• SOURCE EXTRACT:
----

What have you been told about your prognosis, in terms of the future?

I have been told that the condition is degenerative – which means that it gets worse over time – although with each patient the progressiveness will vary in terms of severity and the length of time things will happen.

They’re not sure at what rate it will continue to degenerate, as apparently I don’t fit the usual box of what they’re used to seeing. Mine is a lot slower than the usual rate, which is quite odd. There’s around 150 different gene mutations for Ataxia, which is a number that’s increasing all the time.

What does a typical day in the life of having Ataxia involve?

Ataxia is a Greek word meaning ‘lack of order’, so people with Ataxia experience problems with balance, speech and co-ordination.

I still do everything I could do before, within reason, but I have to do it in my own time. It might look a bit awkward, but I can still do it. In terms of things I don’t do, a lot of things I don’t try to do any more because it would take too long so I figure it’s not worth worrying about.

What would you say is the greatest challenge of the disorder?

----

• AIM OF THE TASK: Reproduce word for word the stretch of the Ataxia interview from "Ataxia is a" through "worth worrying about.".

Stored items
----

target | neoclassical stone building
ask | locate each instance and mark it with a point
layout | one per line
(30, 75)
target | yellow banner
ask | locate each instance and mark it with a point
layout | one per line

----

• WRITTEN ANSWER:
Ataxia is a Greek word meaning ‘lack of order’, so people with Ataxia experience problems with balance, speech and co-ordination.

I still do everything I could do before, within reason, but I have to do it in my own time. It might look a bit awkward, but I can still do it. In terms of things I don’t do, a lot of things I don’t try to do any more because it would take too long so I figure it’s not worth worrying about.